Odpowiedz na pytania na podstawie fragmentu tekstu.
1. Kto według fragmentu najczęściej albo głównie rozkopuje cmentarze i kurhany?
2. Co fragment nazywa jedną z podstawowych zasad kodeksu poszukiwacza?
3. Kto według fragmentu nie jest właścicielem terenu, na który otrzymał zgodę WKZ?

**FRAGMENT TEKSTU:**
★ ★ ★

Cytuj:
Powiedz proszę, co by zrobił farmer, gdyby ktoś mu rył bez pytania po nocach,
elementarny brak rozumienia czy prowokacja
farmer to nie posiadacz zezwolenia z wkz, a fundacja to nie wlascicielterenu, na ktory otrzymala zgode WKZ.. wiesz dobrze, ze brzydze sie rozkopywaniem cmentarzy i kurhanow (niestety z moich danych wynika, ze najczesciej albo glownie dokonuja tego fundacje przy wspolpracy z archeologami), tak wiec w tym temacie apel popieram, zakopywanie "dolkow" to jedna z podstawowych zasad kodeksu poszukiwacza wiec i nie to jest powodem mojej irytacji
natomiast wyraznie chyba mowimy tu o zawlaszczaniu... (swoja droga orientujesz sie jak to prawnie jest w Polsce, czy na jeden teren moze otrzymac z WKZtu zezwolenie kilka podmiotow, osob z soba nie zwiazanych? bo juz nie pamietam a nie dopytalem kolegi)

★ ★ ★

**WIERSZE DANYCH:**
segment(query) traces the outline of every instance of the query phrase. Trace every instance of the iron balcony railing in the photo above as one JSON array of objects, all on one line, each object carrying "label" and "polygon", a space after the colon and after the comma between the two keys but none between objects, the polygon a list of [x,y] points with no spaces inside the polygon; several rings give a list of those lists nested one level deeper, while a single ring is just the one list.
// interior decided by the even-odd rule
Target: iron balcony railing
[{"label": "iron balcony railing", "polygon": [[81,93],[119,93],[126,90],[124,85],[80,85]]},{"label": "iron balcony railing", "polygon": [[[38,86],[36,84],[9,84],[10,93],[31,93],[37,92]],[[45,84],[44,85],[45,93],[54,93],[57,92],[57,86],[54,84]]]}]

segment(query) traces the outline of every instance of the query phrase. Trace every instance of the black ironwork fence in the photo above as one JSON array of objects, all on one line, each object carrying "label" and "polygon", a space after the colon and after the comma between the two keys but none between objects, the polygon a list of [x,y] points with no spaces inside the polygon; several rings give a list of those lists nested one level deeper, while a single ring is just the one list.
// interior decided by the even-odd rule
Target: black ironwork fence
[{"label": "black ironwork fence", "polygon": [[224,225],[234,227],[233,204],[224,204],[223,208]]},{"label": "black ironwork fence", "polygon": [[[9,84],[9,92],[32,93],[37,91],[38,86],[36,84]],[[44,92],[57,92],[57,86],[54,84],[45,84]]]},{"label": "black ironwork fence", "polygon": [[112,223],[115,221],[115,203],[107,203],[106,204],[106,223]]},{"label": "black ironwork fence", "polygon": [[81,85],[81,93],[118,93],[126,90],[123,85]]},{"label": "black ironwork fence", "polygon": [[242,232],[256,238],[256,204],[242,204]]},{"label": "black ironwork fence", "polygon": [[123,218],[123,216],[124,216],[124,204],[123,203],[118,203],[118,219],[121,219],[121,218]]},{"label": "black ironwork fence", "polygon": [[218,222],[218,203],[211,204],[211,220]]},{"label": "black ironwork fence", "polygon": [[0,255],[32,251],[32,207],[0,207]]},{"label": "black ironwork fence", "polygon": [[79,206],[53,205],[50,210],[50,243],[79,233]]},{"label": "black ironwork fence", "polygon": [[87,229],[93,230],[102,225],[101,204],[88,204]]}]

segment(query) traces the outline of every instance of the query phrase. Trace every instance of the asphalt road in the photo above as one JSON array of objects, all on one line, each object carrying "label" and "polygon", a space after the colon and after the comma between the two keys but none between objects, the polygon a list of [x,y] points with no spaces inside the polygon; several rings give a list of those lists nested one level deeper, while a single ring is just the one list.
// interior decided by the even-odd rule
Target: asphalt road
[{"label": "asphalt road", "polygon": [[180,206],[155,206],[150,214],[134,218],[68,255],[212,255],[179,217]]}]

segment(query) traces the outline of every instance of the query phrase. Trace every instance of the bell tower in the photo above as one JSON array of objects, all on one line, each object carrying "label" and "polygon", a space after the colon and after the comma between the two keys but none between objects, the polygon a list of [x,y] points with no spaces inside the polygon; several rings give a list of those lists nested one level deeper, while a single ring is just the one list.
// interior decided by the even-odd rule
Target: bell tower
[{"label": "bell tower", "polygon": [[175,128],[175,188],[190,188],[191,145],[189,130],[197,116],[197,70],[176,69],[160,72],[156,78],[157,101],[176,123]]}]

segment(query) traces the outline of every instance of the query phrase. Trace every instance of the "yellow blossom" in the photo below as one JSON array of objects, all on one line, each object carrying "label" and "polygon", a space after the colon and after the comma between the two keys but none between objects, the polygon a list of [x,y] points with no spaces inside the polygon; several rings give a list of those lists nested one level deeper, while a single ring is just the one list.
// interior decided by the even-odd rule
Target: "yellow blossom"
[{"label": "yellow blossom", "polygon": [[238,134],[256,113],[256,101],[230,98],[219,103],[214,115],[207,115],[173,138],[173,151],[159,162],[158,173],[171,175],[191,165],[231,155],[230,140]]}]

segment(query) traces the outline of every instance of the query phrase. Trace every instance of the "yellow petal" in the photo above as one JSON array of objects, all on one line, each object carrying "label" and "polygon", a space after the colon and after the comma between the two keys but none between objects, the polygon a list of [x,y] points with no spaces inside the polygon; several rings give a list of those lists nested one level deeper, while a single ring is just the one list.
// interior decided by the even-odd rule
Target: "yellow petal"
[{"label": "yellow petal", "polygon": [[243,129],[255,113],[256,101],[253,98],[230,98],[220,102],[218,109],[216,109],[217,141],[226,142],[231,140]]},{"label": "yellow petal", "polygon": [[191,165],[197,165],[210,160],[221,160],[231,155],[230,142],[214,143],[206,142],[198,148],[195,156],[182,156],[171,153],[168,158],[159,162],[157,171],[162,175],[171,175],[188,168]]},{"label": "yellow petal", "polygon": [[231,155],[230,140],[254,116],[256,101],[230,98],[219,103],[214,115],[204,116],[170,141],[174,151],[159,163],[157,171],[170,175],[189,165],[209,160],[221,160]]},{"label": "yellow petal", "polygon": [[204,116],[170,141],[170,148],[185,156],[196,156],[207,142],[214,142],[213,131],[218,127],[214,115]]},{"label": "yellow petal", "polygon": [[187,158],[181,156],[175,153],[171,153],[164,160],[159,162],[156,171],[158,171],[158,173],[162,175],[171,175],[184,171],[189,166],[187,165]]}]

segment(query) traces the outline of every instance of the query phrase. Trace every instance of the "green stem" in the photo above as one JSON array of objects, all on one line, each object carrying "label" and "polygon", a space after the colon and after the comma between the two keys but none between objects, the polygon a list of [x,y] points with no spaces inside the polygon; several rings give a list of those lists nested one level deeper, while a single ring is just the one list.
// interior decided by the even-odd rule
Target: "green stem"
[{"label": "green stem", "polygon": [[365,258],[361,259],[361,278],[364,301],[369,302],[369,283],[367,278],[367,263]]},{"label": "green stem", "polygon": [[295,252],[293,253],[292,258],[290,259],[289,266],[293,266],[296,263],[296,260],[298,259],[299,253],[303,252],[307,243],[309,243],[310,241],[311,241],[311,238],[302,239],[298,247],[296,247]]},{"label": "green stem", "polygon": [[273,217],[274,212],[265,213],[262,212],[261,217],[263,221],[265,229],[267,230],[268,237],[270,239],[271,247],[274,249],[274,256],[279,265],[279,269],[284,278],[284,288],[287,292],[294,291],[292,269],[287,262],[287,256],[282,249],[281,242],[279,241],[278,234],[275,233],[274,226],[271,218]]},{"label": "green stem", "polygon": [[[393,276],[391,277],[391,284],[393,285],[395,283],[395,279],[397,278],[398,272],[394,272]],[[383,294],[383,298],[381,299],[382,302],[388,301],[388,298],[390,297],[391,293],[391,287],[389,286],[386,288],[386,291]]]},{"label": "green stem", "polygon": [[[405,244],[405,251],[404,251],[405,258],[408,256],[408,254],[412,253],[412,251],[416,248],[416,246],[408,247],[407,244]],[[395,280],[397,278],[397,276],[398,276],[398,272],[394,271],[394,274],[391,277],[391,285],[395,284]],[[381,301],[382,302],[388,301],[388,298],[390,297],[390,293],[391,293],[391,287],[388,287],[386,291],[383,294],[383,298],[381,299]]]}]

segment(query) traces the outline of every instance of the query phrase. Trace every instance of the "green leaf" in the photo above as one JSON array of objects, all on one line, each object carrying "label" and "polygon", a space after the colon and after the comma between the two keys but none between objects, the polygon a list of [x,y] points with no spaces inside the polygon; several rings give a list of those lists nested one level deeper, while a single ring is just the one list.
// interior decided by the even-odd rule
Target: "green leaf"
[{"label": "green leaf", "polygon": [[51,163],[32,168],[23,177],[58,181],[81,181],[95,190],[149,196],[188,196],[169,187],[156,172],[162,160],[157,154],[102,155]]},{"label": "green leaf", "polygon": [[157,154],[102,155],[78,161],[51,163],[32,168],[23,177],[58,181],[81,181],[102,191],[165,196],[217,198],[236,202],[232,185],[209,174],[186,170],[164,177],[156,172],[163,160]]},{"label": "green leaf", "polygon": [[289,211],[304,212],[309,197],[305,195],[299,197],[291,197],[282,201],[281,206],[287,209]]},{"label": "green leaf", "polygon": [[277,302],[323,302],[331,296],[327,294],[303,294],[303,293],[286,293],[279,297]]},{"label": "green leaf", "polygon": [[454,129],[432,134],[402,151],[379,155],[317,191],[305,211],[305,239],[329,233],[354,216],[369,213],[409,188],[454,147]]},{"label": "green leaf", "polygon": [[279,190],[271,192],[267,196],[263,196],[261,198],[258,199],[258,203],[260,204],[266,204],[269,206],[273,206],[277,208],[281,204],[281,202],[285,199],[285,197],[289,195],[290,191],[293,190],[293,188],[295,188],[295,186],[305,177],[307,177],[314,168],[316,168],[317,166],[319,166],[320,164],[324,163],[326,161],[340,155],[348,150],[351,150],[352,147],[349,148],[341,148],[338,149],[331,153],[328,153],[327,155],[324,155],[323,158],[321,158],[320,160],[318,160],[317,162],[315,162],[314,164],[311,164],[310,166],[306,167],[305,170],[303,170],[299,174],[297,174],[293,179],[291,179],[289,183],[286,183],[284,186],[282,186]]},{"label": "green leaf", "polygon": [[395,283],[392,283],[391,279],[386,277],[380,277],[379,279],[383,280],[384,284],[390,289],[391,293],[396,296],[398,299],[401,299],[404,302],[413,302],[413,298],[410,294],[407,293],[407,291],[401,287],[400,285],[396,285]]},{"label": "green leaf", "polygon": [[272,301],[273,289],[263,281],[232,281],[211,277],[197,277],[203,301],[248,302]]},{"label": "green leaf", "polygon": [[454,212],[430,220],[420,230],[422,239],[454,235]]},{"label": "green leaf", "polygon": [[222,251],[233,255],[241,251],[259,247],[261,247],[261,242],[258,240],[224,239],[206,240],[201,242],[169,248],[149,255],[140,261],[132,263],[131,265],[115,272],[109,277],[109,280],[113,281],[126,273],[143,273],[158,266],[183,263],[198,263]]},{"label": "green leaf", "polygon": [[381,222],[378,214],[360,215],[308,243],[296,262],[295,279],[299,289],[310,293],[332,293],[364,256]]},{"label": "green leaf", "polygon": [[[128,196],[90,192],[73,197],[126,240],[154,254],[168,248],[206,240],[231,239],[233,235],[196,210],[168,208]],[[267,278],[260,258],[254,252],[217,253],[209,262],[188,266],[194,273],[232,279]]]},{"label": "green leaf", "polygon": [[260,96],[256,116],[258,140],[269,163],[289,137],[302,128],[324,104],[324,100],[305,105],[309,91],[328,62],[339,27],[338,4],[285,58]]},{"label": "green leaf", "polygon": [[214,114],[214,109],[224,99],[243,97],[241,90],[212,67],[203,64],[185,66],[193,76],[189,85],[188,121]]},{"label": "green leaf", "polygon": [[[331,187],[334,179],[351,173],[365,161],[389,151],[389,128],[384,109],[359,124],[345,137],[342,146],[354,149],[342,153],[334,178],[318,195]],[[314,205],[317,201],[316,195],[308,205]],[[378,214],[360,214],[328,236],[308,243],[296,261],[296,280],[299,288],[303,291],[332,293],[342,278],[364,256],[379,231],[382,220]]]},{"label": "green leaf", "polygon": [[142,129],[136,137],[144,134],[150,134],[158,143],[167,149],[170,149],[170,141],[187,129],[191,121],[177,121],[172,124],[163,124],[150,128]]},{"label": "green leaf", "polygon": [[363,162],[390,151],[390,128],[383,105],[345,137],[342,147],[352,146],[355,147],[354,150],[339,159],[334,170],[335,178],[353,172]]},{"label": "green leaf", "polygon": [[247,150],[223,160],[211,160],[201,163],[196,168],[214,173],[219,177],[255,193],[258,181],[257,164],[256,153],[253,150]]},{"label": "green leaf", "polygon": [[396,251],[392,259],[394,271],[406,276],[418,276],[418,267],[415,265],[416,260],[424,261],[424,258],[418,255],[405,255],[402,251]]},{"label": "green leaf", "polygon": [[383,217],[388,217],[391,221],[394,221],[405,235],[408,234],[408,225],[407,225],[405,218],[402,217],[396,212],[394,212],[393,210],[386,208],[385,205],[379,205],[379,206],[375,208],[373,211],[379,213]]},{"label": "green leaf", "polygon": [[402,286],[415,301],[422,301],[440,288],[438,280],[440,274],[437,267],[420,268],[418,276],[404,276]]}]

★ ★ ★

**ODPOWIEDŹ:**
1. Fundacje przy współpracy z archeologami.
2. Zakopywanie dołków.
3. Fundacja.